- About this exercise
Can you write out every line from the start of the records below through the line containing "positive clicks: (114, 6)", leaving out any pictures?

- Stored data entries
--------

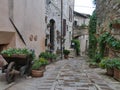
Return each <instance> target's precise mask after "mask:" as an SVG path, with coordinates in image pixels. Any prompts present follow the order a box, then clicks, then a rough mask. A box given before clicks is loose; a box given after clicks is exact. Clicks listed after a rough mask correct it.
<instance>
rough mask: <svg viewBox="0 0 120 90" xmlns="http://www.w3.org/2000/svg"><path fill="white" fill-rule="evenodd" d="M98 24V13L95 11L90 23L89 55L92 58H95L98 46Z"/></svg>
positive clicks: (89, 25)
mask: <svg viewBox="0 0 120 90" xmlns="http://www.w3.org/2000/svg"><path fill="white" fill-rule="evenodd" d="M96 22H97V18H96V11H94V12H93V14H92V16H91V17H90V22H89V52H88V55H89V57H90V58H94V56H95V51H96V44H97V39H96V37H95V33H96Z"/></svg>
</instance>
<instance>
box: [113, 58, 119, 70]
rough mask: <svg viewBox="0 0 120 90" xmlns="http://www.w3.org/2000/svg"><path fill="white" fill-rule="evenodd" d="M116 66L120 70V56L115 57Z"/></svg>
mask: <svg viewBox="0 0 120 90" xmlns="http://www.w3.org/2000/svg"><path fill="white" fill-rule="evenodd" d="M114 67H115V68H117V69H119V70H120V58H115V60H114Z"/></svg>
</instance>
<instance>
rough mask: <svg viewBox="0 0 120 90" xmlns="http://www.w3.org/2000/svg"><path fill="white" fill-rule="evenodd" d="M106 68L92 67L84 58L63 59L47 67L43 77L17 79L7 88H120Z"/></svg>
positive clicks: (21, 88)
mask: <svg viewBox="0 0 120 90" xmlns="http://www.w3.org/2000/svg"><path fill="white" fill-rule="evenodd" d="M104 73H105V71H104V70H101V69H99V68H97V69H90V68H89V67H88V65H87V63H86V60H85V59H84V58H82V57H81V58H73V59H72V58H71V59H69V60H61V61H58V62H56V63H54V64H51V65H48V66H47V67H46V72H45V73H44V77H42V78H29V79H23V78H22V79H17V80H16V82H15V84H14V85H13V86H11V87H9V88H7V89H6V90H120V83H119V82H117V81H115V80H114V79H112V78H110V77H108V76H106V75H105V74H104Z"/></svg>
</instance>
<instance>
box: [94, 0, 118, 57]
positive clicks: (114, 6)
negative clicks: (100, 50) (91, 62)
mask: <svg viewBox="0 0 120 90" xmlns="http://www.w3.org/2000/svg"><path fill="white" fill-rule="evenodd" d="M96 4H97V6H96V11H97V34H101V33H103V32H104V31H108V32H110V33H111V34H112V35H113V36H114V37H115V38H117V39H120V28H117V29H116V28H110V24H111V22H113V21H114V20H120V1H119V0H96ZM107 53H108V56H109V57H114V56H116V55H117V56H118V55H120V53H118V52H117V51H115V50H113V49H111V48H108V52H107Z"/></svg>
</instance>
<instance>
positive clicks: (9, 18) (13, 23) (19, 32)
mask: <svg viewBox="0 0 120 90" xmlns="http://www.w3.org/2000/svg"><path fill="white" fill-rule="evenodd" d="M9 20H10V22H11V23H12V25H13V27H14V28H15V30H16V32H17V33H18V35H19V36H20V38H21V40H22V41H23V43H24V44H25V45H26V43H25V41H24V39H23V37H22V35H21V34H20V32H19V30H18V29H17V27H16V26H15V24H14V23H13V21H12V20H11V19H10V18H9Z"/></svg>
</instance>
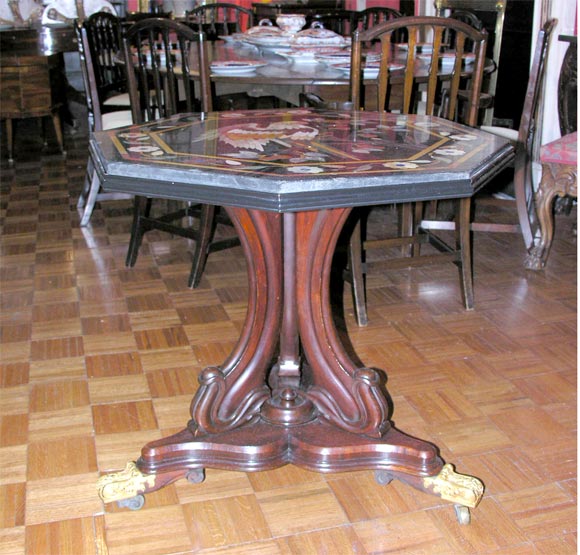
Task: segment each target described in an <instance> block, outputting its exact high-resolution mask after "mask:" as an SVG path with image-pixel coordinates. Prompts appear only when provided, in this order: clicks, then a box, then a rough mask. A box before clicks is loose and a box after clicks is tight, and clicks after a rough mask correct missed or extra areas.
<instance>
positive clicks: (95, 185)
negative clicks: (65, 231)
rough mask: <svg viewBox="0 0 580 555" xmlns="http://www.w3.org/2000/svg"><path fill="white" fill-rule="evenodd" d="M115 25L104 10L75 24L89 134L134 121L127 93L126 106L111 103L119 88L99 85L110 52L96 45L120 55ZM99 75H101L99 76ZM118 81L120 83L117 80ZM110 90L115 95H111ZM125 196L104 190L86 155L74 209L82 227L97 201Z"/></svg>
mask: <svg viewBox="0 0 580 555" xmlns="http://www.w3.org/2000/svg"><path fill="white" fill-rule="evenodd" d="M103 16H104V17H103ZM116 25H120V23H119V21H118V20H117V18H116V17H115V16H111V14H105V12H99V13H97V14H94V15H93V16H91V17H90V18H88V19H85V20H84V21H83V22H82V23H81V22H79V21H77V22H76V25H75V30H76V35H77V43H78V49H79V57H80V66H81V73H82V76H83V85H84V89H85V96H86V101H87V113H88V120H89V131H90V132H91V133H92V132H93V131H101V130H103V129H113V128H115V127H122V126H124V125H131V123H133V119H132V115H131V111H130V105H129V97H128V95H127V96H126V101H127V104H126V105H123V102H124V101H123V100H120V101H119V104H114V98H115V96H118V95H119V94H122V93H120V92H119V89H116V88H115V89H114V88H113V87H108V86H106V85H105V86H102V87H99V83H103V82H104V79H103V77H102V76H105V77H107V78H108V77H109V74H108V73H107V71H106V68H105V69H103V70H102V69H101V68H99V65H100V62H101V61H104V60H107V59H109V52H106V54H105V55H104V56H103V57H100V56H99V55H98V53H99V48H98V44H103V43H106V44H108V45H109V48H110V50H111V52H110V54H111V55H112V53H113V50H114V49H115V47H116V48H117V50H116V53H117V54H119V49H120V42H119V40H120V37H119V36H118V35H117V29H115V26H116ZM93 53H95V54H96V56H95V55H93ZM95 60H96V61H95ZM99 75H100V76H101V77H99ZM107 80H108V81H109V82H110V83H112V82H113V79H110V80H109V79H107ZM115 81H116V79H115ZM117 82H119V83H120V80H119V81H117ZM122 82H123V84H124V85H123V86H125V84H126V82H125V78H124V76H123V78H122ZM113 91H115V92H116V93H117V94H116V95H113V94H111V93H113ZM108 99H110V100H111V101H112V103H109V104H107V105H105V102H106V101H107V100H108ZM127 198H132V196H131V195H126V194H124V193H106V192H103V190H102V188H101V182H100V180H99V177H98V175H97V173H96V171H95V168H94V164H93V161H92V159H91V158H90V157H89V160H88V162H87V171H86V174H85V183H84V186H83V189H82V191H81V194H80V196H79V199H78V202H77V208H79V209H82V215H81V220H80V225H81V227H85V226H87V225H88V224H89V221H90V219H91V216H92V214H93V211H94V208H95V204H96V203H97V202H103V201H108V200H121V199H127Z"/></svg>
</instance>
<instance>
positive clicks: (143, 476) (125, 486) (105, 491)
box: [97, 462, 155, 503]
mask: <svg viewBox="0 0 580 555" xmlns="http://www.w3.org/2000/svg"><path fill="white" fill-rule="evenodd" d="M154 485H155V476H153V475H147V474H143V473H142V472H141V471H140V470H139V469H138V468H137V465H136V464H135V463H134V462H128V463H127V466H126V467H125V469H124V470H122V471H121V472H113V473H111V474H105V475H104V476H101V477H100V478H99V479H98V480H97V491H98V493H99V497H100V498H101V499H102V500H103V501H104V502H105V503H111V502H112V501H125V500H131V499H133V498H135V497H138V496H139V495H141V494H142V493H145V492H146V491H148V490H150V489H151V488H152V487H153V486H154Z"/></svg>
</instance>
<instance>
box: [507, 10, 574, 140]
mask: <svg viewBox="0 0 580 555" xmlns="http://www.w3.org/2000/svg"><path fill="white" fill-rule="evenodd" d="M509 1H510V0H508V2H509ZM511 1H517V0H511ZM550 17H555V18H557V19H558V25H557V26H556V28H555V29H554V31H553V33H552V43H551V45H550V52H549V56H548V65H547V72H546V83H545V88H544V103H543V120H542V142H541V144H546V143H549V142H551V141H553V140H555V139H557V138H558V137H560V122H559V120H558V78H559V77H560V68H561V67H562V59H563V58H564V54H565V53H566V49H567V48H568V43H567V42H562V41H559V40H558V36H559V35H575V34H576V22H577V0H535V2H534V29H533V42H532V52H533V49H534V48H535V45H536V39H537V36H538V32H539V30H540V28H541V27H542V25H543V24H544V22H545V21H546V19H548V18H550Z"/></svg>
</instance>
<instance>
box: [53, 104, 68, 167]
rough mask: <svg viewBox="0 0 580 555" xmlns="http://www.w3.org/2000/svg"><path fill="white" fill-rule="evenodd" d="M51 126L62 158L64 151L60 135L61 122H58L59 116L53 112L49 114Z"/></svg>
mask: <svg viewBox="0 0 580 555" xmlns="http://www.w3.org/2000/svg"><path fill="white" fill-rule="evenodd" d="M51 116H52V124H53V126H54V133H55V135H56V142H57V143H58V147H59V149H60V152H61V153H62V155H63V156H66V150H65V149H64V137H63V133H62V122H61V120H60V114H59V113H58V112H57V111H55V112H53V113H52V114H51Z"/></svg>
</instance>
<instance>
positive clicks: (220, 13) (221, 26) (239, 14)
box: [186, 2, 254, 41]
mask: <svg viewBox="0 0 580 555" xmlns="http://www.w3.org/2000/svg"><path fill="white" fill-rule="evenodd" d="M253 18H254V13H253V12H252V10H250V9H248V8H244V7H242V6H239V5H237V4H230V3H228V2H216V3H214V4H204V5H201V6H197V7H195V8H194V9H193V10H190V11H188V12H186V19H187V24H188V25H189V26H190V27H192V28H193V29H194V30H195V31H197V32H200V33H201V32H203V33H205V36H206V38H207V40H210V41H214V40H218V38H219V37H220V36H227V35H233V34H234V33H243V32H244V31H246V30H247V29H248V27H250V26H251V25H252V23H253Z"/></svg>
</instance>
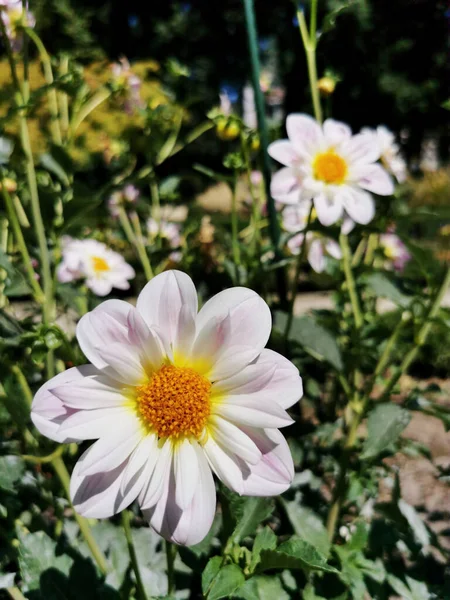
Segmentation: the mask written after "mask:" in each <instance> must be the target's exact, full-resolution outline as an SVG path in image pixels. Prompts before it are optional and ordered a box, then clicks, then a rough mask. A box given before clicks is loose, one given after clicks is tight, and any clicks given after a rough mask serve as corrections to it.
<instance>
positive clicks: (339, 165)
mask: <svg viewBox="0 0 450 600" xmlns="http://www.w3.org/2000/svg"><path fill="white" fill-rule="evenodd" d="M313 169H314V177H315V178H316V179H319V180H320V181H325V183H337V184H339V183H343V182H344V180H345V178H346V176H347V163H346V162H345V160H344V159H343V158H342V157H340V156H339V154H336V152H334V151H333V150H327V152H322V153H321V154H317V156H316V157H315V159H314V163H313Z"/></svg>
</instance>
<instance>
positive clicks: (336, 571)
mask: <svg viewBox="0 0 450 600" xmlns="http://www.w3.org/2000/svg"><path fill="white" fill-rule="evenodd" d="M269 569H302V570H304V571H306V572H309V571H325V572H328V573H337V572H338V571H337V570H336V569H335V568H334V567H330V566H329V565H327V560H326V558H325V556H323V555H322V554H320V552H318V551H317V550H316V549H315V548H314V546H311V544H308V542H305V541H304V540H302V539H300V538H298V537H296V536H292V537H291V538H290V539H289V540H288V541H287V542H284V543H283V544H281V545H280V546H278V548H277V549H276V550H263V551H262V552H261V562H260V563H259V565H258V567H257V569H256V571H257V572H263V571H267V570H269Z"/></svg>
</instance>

--------

- Answer box
Return each <instance> target's precise mask after "mask:" as an SVG path, with coordinates in image pixels. Any prompts present follow the order a box, then clicks, then a rough mask. A box given before clicks is loose; a box given after clicks is exact. Clicks listed after a rough mask correct it.
<instance>
rough mask: <svg viewBox="0 0 120 90" xmlns="http://www.w3.org/2000/svg"><path fill="white" fill-rule="evenodd" d="M98 24V13L95 11L90 23L89 55L92 58H95L98 46Z"/></svg>
positive clicks: (89, 25)
mask: <svg viewBox="0 0 120 90" xmlns="http://www.w3.org/2000/svg"><path fill="white" fill-rule="evenodd" d="M96 22H97V18H96V11H94V12H93V14H92V16H91V17H90V22H89V52H88V55H89V57H90V58H94V56H95V51H96V44H97V39H96V37H95V33H96Z"/></svg>
</instance>
<instance>
box: [113, 58, 119, 70]
rough mask: <svg viewBox="0 0 120 90" xmlns="http://www.w3.org/2000/svg"><path fill="white" fill-rule="evenodd" d="M116 66L120 70V56L115 57Z"/></svg>
mask: <svg viewBox="0 0 120 90" xmlns="http://www.w3.org/2000/svg"><path fill="white" fill-rule="evenodd" d="M114 67H115V68H117V69H119V70H120V58H115V60H114Z"/></svg>
</instance>
<instance>
rough mask: <svg viewBox="0 0 120 90" xmlns="http://www.w3.org/2000/svg"><path fill="white" fill-rule="evenodd" d="M106 68L92 67L84 58L63 59L47 67L43 77L17 79L7 88H120Z"/></svg>
positive clicks: (21, 88)
mask: <svg viewBox="0 0 120 90" xmlns="http://www.w3.org/2000/svg"><path fill="white" fill-rule="evenodd" d="M104 73H105V71H104V70H101V69H99V68H97V69H90V68H89V67H88V65H87V63H86V60H85V59H84V58H82V57H81V58H73V59H72V58H71V59H69V60H61V61H58V62H56V63H54V64H51V65H48V66H47V67H46V72H45V73H44V77H42V78H29V79H23V78H22V79H17V80H16V82H15V84H14V85H13V86H11V87H9V88H7V89H6V90H120V83H119V82H117V81H115V80H114V79H112V78H110V77H108V76H106V75H105V74H104Z"/></svg>
</instance>
<instance>
box: [94, 0, 118, 57]
positive clicks: (114, 6)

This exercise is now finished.